What you should do
Below are records to write out again, exactly as they read.

Extracted records

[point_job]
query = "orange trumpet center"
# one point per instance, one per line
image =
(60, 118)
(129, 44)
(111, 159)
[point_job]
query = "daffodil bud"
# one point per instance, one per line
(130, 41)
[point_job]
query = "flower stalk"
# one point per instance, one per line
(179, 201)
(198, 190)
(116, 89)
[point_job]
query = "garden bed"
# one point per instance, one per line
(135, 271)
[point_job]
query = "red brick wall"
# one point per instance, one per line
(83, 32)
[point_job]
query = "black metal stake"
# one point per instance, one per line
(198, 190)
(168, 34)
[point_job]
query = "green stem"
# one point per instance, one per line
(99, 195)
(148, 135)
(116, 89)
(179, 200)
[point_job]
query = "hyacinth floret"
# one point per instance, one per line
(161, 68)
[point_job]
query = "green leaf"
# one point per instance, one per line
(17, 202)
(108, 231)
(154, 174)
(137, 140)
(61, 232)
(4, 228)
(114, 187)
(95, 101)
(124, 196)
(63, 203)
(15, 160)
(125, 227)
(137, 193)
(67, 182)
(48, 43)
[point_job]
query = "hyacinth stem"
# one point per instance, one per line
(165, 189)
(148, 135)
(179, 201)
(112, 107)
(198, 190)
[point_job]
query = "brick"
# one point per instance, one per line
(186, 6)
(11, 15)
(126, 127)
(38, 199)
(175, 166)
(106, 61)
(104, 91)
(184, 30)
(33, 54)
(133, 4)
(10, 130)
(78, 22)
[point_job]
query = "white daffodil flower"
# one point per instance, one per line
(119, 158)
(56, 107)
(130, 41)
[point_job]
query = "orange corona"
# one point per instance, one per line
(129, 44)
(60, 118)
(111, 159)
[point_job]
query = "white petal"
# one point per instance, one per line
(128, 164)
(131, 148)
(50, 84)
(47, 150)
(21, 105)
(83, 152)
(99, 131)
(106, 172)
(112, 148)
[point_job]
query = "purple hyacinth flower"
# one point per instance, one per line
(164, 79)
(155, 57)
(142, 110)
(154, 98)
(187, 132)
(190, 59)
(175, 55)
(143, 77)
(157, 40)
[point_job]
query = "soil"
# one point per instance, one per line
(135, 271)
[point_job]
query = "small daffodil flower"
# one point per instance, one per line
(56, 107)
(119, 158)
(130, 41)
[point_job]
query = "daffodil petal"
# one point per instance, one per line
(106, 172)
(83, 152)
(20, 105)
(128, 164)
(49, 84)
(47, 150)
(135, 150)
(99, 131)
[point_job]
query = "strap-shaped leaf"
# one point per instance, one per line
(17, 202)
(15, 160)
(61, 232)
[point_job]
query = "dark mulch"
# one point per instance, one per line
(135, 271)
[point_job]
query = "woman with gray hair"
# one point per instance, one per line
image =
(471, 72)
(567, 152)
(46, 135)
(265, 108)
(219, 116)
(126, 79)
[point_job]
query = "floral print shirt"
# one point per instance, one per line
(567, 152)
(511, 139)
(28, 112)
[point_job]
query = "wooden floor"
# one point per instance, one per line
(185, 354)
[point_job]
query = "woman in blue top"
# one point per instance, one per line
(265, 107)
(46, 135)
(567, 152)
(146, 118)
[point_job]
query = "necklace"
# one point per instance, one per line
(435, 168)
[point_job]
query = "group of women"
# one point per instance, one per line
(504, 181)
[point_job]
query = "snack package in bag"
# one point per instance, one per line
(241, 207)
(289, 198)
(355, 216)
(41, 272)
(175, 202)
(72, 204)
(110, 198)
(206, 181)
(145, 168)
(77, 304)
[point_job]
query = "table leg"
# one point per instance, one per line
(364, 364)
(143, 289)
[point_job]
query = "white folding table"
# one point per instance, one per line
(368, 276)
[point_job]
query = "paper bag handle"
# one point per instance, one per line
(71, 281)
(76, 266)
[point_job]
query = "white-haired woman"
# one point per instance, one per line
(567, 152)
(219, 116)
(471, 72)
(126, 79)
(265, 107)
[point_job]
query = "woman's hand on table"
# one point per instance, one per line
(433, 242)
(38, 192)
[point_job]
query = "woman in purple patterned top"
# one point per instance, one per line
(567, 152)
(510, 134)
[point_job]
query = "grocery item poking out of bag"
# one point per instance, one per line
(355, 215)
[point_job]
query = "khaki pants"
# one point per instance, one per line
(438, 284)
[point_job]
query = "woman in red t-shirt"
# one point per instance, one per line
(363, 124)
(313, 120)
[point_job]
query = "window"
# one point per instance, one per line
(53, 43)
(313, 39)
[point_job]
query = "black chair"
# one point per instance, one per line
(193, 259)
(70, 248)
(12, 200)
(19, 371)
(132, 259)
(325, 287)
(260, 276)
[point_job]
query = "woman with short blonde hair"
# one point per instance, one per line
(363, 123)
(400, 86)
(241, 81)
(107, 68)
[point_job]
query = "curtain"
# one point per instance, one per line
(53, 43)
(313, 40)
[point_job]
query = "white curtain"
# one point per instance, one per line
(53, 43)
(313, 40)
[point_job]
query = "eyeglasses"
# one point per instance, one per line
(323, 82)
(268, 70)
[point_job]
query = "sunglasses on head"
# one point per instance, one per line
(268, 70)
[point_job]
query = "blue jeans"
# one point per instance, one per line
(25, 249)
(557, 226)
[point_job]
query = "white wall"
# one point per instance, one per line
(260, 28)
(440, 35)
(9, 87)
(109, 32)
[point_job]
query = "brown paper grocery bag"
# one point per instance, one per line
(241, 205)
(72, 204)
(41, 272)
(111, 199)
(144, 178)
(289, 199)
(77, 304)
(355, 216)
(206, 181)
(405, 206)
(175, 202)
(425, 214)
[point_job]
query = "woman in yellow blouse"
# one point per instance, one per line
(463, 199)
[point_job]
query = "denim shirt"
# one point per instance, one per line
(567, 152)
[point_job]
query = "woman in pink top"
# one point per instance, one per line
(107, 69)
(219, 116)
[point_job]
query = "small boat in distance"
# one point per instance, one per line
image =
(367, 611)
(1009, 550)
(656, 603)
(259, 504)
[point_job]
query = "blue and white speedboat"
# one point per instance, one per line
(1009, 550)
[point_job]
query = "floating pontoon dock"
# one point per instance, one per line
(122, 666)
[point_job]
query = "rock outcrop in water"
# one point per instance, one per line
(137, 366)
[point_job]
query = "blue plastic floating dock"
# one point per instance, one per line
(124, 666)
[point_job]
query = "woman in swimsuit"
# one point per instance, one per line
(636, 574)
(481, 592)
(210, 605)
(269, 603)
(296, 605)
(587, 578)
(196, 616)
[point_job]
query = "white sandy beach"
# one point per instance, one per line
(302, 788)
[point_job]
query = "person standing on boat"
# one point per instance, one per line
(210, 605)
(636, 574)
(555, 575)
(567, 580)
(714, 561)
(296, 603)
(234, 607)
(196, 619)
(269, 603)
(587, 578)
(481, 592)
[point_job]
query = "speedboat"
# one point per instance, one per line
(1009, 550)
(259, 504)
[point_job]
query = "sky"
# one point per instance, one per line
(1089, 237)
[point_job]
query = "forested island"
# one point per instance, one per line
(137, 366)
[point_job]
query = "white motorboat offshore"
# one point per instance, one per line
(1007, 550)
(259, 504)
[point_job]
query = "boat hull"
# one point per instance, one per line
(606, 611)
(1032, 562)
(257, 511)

Response to this exercise
[point_job]
query = "orange trumpet center"
# one point per instance, one per line
image =
(60, 118)
(129, 44)
(111, 159)
[point_job]
query = "daffodil bud"
# one point per instance, one per line
(130, 41)
[point_job]
query = "flower stalk"
# one point per instance, one per line
(179, 201)
(198, 190)
(116, 89)
[point_job]
query = "garden bed"
# one point per instance, one per line
(135, 271)
[point_job]
query = "red brick wall"
# one point per instance, one per line
(83, 32)
[point_job]
query = "black metal stake"
# one point per instance, one per line
(198, 190)
(168, 34)
[point_job]
query = "green stem"
# one point per instance, one per line
(99, 195)
(148, 135)
(116, 89)
(179, 200)
[point_job]
query = "hyacinth floret"
# one point per instance, one per line
(161, 68)
[point_job]
query = "green leaf"
# one point per instance, one per line
(17, 202)
(108, 231)
(154, 174)
(137, 140)
(61, 232)
(4, 228)
(114, 187)
(95, 101)
(124, 196)
(63, 203)
(15, 160)
(125, 227)
(137, 193)
(67, 182)
(48, 43)
[point_job]
query = "hyacinth stem"
# one point per instance, one per line
(165, 189)
(148, 135)
(179, 201)
(112, 107)
(198, 190)
[point_job]
query = "brick"
# one point per instance, one per line
(186, 6)
(11, 15)
(126, 127)
(38, 199)
(175, 166)
(106, 61)
(104, 91)
(184, 30)
(33, 54)
(133, 4)
(10, 130)
(78, 22)
[point_job]
query = "white daffodil flower"
# one point per instance, one per line
(119, 158)
(56, 107)
(130, 41)
[point_job]
query = "orange corona"
# one point per instance, one per line
(129, 44)
(60, 118)
(111, 159)
[point_job]
query = "white petal"
# one point per instance, one per line
(128, 164)
(131, 148)
(50, 84)
(47, 150)
(21, 105)
(83, 152)
(99, 131)
(106, 172)
(112, 148)
[point_job]
query = "purple hyacinth flower"
# one point per instance, one per line
(164, 79)
(155, 57)
(142, 110)
(154, 98)
(187, 132)
(190, 59)
(175, 55)
(143, 77)
(157, 40)
[point_job]
query = "soil"
# one point per instance, one per line
(135, 271)
[point_job]
query = "small daffodil flower"
# one point per instance, one per line
(56, 107)
(119, 158)
(130, 41)
[point_job]
query = "daffodil petal"
# one point per instance, one per line
(106, 172)
(83, 152)
(20, 105)
(128, 164)
(49, 84)
(47, 150)
(135, 150)
(99, 131)
[point_job]
query = "strap-shaped leaf"
# one point per instance, one per line
(17, 202)
(15, 160)
(61, 232)
[point_job]
query = "dark mulch"
# one point per instance, one per line
(135, 271)
[point_job]
query = "woman with gray hair"
# one point per instance, one per line
image =
(471, 72)
(567, 152)
(46, 135)
(265, 108)
(219, 116)
(126, 79)
[point_job]
query = "floral print shirt"
# one point per instance, one per line
(567, 152)
(511, 139)
(28, 112)
[point_job]
query = "wooden floor"
# one point per instance, one per line
(185, 354)
[point_job]
query = "woman in blue top"
# one point per instance, one per line
(265, 107)
(46, 135)
(567, 152)
(146, 118)
[point_job]
query = "necklace"
# one point per instance, one per line
(435, 168)
[point_job]
query = "group of women"
# one point per instance, one per line
(504, 181)
[point_job]
query = "snack package in bag"
# one point per instance, one per line
(241, 207)
(289, 198)
(355, 216)
(41, 272)
(175, 202)
(72, 204)
(110, 198)
(206, 181)
(145, 168)
(77, 304)
[point_job]
query = "table leg"
# one point per instance, one per line
(364, 364)
(143, 289)
[point_job]
query = "white folding table"
# one point per instance, one per line
(368, 276)
[point_job]
query = "paper bag handle"
# one point per instance, one per line
(71, 281)
(76, 266)
[point_job]
query = "white-haired woman"
# one point per instance, one per line
(567, 152)
(219, 116)
(471, 72)
(126, 79)
(265, 107)
[point_job]
query = "woman's hand on table"
# one point per instance, one per line
(433, 242)
(38, 192)
[point_job]
query = "woman in purple patterned top"
# one point per instance, one per line
(567, 152)
(510, 134)
[point_job]
query = "grocery item poking out of bag"
# one point per instance, one per line
(355, 215)
[point_job]
query = "khaki pants"
# one point per instance, one per line
(438, 284)
[point_job]
query = "woman in red t-shirt"
# one point per instance, one per line
(363, 124)
(313, 120)
[point_job]
query = "window"
# one point per instance, one per line
(53, 43)
(313, 39)
[point_job]
query = "black chair"
# one point per instance, one per line
(193, 259)
(70, 248)
(12, 200)
(19, 371)
(132, 259)
(325, 287)
(260, 276)
[point_job]
query = "woman with short blonde hair"
# one point per instance, one per line
(363, 123)
(400, 86)
(241, 81)
(107, 68)
[point_job]
query = "curtain"
# one point per instance, one per line
(53, 43)
(313, 40)
[point_job]
query = "white curtain"
# one point per instance, one per line
(53, 43)
(313, 40)
[point_job]
query = "eyeglasses"
# one point per instance, one per line
(323, 82)
(268, 70)
[point_job]
query = "sunglasses on head"
# one point per instance, one per line
(268, 70)
[point_job]
query = "blue jeans"
# one point per instance, one per line
(25, 249)
(557, 226)
[point_job]
query = "white wall"
# one point per instance, one per line
(260, 28)
(440, 35)
(9, 87)
(109, 32)
[point_job]
query = "brown paper grocery bag"
# one point per instance, one per line
(241, 205)
(72, 204)
(41, 272)
(111, 199)
(144, 178)
(289, 199)
(77, 304)
(355, 216)
(206, 181)
(405, 206)
(175, 202)
(425, 214)
[point_job]
query = "woman in yellow blouse"
# one point per instance, one per line
(463, 199)
[point_job]
query = "denim shirt"
# one point per instance, one per line
(567, 152)
[point_job]
query = "woman in pink top"
# one point per instance, one per line
(107, 69)
(219, 116)
[point_job]
query = "small boat in distance"
# one point per instance, one per line
image =
(367, 611)
(1009, 550)
(656, 603)
(259, 504)
[point_job]
query = "blue and white speedboat"
# one point per instance, one per line
(1009, 550)
[point_job]
query = "floating pontoon dock"
# one point per instance, one per line
(122, 666)
[point_job]
query = "rock outcrop in water"
# one point per instance, one per line
(137, 366)
[point_job]
query = "blue plastic floating dock"
# one point per instance, one per line
(124, 666)
[point_job]
query = "woman in swimsuit"
# one point per instance, one per line
(636, 574)
(481, 592)
(210, 605)
(269, 603)
(296, 605)
(587, 578)
(196, 616)
[point_job]
query = "white sandy beach"
# one point per instance, one per line
(302, 788)
[point_job]
query = "person standing on boat"
# one point per instance, one per line
(210, 605)
(636, 574)
(555, 575)
(567, 580)
(714, 561)
(296, 603)
(234, 607)
(196, 619)
(269, 603)
(587, 578)
(481, 592)
[point_job]
query = "speedboat"
# one point per instance, one per line
(1009, 550)
(259, 504)
[point_job]
query = "sky"
# one point per instance, one per line
(1089, 237)
[point_job]
query = "forested island"
# one point per instance, one per line
(137, 366)
[point_job]
query = "white motorboat offshore"
# one point per instance, one per line
(1007, 550)
(259, 504)
[point_job]
query = "boat hull"
# one point per instance, one per line
(606, 611)
(1032, 562)
(257, 511)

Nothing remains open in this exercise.